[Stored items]
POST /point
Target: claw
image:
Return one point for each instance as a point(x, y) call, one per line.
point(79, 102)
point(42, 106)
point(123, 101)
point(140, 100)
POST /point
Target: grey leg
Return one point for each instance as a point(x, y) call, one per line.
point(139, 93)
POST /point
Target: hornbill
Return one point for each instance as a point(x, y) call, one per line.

__Work task__.
Only these are to be transcribed: the line with "Target: grey leg" and every line after it through the last line of the entries, each exactly.

__Result below__.
Target: grey leg
Return one point for each instance as a point(x, y) call, one per line.
point(139, 93)
POST /point
Target: hornbill
Return one point for each instance as a point(x, y) call, one per line.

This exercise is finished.